Exercise goal: List each retailer the forum thread on Tiguan wiper blades names as a place to shop for wipers.

Source excerpt:
# OE wipers for MQB Tiguan?



## Palidino (May 15, 2019)

Local dealer wants $80 CAD for the pair. Does anyone know which company makes them and what model? And is it possible to replace just the rubber blades?


----------



## DoC0427 (Sep 16, 2019)

I’m sure you’re going to get 1000 different recommendations on here with a post like that. 

Personally, wipers are priced all over from $10 to $30+ each, so I just pick a price I’m comfortable with and go with it. If it’s crap, I choose another brand/type the next time... should be changed every year or so, so no big deal. $80 from the dealer is a little high for me, hit up Canadian Tire, Carquest, or Napa for a far more reasonable cost and selection. They can look up the correct size and type for you. Maybe even Walmart might have ones that fit.

I don’t believe the blade insert alone can be changed on the OEM blades, but possibly on some aftermarket ones though.

I am still on my factory set, but on my other vehicle (Equinox) I have the Bosch Icons and they are quite good, but pricey. I put the icons on my previous car (Forte) and they did not perform well at all so I think different wiper designs will perform differently on different cars.

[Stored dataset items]

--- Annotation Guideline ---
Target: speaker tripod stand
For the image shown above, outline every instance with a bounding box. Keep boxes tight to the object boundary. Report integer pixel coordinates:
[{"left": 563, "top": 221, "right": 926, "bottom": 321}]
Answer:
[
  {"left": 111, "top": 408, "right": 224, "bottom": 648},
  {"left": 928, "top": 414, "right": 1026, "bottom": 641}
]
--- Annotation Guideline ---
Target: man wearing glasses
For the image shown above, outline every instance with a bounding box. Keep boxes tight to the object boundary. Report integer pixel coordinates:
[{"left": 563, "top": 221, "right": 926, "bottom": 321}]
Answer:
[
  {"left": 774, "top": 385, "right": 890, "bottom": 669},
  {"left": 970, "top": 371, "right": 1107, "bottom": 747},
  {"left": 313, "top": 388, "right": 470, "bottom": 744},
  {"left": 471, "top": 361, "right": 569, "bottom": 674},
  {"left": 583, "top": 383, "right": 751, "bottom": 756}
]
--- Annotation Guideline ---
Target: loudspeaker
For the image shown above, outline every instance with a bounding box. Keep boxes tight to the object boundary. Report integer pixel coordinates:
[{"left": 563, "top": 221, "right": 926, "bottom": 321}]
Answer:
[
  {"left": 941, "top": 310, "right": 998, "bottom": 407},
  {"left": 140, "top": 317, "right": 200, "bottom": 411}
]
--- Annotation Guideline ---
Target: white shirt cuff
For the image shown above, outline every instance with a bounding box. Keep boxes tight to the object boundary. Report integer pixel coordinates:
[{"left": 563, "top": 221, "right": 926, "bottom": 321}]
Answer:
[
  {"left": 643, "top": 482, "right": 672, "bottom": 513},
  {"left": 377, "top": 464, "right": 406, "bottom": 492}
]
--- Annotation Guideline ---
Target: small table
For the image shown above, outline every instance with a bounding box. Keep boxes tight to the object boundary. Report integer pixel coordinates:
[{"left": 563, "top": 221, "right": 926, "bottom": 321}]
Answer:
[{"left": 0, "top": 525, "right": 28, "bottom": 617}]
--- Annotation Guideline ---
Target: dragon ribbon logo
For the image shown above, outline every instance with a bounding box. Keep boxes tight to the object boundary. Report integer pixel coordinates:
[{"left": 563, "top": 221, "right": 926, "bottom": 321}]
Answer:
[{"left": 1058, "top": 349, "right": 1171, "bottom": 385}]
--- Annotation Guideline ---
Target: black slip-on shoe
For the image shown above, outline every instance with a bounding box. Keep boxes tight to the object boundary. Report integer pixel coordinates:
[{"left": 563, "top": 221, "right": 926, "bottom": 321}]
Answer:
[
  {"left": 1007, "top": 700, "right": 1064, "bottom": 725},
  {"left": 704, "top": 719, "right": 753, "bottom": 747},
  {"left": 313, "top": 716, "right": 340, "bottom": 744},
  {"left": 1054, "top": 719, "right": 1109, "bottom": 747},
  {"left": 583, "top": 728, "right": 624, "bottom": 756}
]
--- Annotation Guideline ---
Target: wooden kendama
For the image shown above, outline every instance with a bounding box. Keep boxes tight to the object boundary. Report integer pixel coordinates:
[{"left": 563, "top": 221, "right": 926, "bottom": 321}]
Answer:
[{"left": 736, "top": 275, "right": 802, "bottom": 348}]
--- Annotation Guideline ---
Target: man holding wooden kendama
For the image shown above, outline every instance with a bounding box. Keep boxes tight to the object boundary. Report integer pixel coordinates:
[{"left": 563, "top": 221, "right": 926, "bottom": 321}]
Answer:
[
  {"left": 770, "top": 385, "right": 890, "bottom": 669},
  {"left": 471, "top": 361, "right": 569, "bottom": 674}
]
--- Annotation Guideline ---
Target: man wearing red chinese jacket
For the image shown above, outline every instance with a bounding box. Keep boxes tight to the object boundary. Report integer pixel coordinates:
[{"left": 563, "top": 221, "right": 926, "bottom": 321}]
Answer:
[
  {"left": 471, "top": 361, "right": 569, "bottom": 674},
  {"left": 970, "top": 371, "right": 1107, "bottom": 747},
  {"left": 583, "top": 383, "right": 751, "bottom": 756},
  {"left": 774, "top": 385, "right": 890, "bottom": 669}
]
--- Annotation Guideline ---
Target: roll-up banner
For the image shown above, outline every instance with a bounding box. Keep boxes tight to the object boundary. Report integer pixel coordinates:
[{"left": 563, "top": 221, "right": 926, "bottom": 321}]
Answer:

Complete response: Canadian Tire, Carquest, Napa, Walmart